Segment Start: Given entries
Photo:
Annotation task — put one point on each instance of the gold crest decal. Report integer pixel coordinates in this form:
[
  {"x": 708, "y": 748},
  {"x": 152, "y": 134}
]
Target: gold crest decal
Segment End: Given entries
§ Problem statement:
I need every line of the data that has the word "crest"; please list them.

§ Written answer:
Annotation task — put one point on each instance of the gold crest decal. Report integer pixel coordinates in this form:
Target: gold crest decal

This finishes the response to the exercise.